[About this task]
Return all lines of the listing below that carry the word "instance".
====================
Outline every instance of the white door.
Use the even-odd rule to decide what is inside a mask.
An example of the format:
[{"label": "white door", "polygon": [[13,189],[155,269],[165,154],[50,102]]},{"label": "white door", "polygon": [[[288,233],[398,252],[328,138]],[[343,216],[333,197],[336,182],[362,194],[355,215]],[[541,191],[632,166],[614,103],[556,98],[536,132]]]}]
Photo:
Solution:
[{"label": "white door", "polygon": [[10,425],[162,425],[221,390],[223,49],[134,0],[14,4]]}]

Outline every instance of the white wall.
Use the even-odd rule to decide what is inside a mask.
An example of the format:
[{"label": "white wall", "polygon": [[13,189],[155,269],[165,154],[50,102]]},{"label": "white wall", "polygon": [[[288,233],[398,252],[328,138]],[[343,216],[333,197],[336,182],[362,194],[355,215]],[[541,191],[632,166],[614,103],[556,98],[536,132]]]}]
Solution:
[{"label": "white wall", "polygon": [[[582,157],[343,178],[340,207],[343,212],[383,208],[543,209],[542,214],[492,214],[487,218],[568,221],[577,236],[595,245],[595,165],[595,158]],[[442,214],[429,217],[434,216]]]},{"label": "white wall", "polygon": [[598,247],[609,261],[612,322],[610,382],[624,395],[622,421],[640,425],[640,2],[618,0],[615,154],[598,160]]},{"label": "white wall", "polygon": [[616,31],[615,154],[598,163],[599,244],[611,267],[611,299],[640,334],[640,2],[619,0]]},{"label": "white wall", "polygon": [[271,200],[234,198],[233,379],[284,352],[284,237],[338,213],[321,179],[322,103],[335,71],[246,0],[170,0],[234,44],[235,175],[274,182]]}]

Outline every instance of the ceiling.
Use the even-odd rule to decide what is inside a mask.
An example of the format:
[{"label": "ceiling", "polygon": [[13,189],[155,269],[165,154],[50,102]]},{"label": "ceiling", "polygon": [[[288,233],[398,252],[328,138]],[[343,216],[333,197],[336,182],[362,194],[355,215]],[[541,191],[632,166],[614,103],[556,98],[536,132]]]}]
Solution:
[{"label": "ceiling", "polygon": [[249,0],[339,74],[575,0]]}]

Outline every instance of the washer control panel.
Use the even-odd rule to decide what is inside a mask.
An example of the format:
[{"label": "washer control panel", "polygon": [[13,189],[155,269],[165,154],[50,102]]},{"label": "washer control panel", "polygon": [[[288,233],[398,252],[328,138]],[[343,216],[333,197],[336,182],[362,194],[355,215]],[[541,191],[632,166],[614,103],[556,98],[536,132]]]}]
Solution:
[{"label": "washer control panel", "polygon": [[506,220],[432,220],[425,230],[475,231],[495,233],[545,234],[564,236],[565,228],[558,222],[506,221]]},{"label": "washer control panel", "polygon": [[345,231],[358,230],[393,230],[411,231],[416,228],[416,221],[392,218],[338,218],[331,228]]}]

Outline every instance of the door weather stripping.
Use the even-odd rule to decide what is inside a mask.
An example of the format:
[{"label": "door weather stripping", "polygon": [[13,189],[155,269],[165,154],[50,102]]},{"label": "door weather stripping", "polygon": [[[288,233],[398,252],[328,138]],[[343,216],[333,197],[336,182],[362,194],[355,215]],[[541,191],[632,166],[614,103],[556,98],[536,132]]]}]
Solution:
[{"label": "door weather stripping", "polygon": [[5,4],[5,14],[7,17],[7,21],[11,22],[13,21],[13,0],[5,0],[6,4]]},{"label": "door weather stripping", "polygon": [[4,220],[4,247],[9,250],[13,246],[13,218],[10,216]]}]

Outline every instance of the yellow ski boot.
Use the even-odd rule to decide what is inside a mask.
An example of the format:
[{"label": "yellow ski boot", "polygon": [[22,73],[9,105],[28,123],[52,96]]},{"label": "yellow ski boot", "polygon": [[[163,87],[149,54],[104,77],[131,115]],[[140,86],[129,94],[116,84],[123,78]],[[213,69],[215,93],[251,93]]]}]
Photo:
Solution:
====================
[Reply]
Outline every instance of the white door.
Outline every instance of the white wall.
Outline every instance of the ceiling.
Outline every instance of the washer control panel.
Outline every instance of the door weather stripping.
Outline every instance of the yellow ski boot.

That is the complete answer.